→ **About this exercise**: Copy, please, the line with "Target: microwave door" and each line that follows it through the end of the data below, exactly as given and without pictures.

[Point-per-instance localization data]
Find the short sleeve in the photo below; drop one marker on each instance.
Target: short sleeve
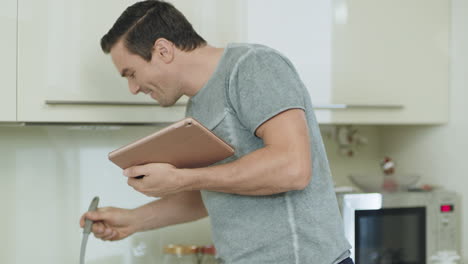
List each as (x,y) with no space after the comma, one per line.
(262,85)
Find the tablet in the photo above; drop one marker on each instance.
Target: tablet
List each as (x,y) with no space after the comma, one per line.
(184,144)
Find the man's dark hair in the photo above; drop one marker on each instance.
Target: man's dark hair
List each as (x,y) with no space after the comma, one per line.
(141,24)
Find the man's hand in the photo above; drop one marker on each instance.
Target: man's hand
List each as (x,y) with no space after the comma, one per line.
(160,179)
(111,223)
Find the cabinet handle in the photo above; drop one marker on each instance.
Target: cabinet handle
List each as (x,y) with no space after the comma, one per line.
(106,103)
(358,106)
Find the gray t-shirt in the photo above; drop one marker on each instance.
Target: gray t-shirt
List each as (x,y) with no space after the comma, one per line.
(252,84)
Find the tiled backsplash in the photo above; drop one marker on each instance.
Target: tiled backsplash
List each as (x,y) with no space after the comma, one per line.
(49,174)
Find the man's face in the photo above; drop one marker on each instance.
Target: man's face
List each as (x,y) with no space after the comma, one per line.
(153,77)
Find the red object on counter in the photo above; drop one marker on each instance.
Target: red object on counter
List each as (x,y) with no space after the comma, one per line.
(211,250)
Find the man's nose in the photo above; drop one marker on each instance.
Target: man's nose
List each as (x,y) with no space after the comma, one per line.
(133,87)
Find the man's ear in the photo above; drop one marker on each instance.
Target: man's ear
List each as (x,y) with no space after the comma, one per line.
(163,49)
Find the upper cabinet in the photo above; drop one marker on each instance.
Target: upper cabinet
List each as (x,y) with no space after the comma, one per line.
(63,76)
(8,16)
(363,61)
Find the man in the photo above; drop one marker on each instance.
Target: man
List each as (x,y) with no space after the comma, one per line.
(273,201)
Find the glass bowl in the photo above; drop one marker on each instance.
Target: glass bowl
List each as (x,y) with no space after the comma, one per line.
(380,183)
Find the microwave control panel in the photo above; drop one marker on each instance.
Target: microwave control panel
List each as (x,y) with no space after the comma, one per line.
(447,221)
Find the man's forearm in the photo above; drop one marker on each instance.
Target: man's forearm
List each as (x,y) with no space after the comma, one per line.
(266,171)
(175,209)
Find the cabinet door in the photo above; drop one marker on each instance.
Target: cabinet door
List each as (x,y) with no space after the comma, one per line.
(390,53)
(63,76)
(8,60)
(363,61)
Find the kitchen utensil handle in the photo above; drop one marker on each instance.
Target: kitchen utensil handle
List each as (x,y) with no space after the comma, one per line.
(92,207)
(105,103)
(358,106)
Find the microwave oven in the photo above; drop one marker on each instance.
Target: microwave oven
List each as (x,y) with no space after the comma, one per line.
(402,227)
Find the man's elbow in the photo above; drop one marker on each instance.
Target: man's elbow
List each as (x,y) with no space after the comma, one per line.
(301,175)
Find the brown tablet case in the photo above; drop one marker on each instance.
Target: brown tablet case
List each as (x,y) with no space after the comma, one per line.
(184,144)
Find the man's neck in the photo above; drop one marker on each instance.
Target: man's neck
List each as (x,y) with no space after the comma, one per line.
(197,67)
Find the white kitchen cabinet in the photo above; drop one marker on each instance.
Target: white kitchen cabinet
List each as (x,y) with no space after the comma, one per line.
(8,61)
(63,76)
(363,61)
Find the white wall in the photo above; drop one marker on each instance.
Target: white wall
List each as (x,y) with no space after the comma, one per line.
(440,153)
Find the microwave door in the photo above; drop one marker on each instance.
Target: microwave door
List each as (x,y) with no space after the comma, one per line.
(382,234)
(351,203)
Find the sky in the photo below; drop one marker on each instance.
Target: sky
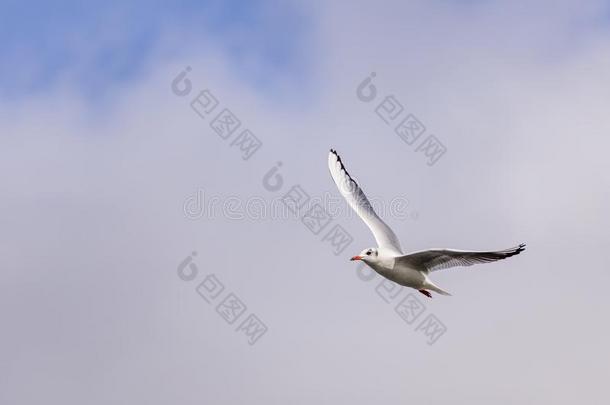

→ **Exercise solution**:
Target: microwave door
List each as (x,y) with no space after the comma, one per line.
(382,234)
(351,203)
Find the sky in the photo below; drop one marker on each instance.
Target: sky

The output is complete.